Further checks needed
Commission orders more study for wastewater plant plan.
PARKER MANCINO
A state commission on Friday remanded a permit that had been issued for a wastewater treatment plant at a proposed 76-home subdivision near Pinnacle Mountain, agreeing with an administrative law judge that more study was needed on the potential impact on a public drinking water well.
The Pollution Control and Ecology Commission’s decision came in response to an appeal of the permit issued by the state Department of Energy and Environment’s Division of Environmental Quality in June 2023 for the Paradise Valley subdivision in Roland in western Pulaski County.
On March 29, Administrative Law Judge Charles Moulton recommended the permit be partially remanded back to the Environmental Quality Division for further study on the potential for the treatment plant to contaminate a Maumelle Water Corp. well that serves about 1,200 households.
The commission on Friday adopted Moulton’s recommendation along with particulars outlined by Vice Chairman Doug Melton on the types of analysis that
should be conducted.
“I would like to specifically ask for this [permit] to be remanded and request a site specific hydrogeologic study addressing the probability of aquifer contamination,” as well as additional analysis, Melton said before the vote.
He also responded to a statement by Mark Allison, an attorney for developer Rick Ferguson, that “if there are issues that come out down the road with possible impacts on the well, those can be addressed.”
“If we’re presented with something later on down the road, damage is going to be done,” Melton said.
“And I have all sorts of reservations about what your client is proposing here,” he added. “If there are concerns, wouldn’t the permitting sequence be the proper time to address these rather than wait till we have an issue that we have to deal with?”
Moulton said an additional hearing would be held on the permit once the analyses have been conducted.
Ferguson said he and his team would “just stay the course,” following the commission’s decision.
“We’ll be respectful of the commissioners and of course of Judge Moulton and do what they tell us to do,” he said after the vote.
During the hearing, Richard Mays, an attorney for Maumelle Water Corp., said the Environmental Quality Division had found that the treatment plant was downgradient from the well, assuring that the discharge would pose no risk, but an expert hired by the utility found the opposite.

Directions for this task: Reproduce the stretch of the wastewater permit article from "On March 29, Administrative" through "should be conducted.", word for word. The records that come next have no role in this work.

Information given:
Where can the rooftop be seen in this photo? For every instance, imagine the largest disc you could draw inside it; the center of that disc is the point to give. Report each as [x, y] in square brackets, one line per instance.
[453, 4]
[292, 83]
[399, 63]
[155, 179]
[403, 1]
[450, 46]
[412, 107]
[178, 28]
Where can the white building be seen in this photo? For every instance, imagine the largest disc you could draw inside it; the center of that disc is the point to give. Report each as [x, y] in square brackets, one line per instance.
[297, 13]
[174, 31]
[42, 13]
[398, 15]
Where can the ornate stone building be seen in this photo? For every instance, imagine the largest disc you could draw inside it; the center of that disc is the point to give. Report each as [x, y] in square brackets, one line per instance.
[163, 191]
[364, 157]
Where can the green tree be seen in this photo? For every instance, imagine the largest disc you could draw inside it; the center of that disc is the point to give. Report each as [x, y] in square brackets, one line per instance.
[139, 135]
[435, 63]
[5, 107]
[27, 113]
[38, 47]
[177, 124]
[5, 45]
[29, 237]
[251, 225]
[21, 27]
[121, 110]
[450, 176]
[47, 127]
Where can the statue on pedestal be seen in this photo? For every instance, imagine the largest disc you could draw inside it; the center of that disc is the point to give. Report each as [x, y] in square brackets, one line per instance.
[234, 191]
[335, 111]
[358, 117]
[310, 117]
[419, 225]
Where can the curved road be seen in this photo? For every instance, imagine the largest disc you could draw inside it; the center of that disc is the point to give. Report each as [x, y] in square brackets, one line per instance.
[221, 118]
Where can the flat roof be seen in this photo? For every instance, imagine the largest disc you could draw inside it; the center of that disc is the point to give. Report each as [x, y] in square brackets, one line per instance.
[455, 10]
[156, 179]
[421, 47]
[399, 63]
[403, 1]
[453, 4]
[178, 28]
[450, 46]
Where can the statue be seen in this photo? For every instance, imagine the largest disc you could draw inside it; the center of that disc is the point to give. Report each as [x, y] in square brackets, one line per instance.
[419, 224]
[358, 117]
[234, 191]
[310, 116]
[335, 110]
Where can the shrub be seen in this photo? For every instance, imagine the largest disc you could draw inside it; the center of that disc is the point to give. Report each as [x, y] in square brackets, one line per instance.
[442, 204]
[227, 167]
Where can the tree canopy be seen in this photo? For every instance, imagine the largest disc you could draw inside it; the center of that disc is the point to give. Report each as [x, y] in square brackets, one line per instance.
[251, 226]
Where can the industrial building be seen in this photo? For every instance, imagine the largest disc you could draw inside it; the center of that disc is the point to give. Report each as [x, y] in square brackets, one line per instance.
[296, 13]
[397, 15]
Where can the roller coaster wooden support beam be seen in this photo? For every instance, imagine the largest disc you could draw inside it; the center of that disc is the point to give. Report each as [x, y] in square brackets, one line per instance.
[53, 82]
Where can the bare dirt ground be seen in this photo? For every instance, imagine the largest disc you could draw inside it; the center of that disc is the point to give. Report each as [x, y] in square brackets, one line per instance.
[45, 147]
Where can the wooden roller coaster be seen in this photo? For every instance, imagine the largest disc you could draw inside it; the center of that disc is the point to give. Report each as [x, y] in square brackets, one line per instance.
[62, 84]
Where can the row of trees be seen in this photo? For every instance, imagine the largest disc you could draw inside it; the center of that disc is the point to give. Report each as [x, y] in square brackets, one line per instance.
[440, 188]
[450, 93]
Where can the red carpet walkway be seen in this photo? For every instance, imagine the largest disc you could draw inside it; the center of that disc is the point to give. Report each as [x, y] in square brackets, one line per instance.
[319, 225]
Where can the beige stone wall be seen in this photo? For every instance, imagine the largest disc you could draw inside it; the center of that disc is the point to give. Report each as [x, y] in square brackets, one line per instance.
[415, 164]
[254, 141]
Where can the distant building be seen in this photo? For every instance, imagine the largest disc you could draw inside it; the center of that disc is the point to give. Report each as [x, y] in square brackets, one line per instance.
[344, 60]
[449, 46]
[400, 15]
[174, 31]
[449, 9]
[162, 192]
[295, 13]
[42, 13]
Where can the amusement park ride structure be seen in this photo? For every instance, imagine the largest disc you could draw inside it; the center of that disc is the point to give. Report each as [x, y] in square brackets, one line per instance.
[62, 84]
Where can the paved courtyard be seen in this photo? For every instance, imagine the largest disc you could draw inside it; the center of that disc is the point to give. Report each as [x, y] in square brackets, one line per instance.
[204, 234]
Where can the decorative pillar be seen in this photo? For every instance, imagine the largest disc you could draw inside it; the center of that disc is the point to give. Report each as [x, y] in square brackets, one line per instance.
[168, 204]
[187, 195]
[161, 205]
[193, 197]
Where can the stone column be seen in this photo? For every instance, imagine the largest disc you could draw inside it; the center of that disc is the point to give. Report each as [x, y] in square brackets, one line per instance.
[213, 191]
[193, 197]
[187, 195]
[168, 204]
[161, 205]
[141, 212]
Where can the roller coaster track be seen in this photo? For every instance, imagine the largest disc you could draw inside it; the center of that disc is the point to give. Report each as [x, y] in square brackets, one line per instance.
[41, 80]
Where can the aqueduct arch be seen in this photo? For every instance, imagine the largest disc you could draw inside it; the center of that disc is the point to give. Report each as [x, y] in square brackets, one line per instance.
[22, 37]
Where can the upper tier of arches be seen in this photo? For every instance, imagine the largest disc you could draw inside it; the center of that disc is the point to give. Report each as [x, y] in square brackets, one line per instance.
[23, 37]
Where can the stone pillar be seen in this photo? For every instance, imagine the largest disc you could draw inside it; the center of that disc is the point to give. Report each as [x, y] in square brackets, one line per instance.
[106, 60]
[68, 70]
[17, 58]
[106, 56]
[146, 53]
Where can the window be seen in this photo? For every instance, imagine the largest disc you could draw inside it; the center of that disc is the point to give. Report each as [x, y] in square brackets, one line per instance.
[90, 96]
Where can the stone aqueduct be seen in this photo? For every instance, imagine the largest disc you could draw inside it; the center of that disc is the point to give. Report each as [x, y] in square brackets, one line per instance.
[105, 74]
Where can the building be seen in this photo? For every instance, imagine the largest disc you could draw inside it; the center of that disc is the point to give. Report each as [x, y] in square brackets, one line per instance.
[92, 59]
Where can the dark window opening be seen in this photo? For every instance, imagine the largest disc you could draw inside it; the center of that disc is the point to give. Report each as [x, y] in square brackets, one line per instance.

Solution for this exercise:
On March 29, Administrative Law Judge Charles Moulton recommended the permit be partially remanded back to the Environmental Quality Division for further study on the potential for the treatment plant to contaminate a Maumelle Water Corp. well that serves about 1,200 households.
The commission on Friday adopted Moulton’s recommendation along with particulars outlined by Vice Chairman Doug Melton on the types of analysis that
should be conducted.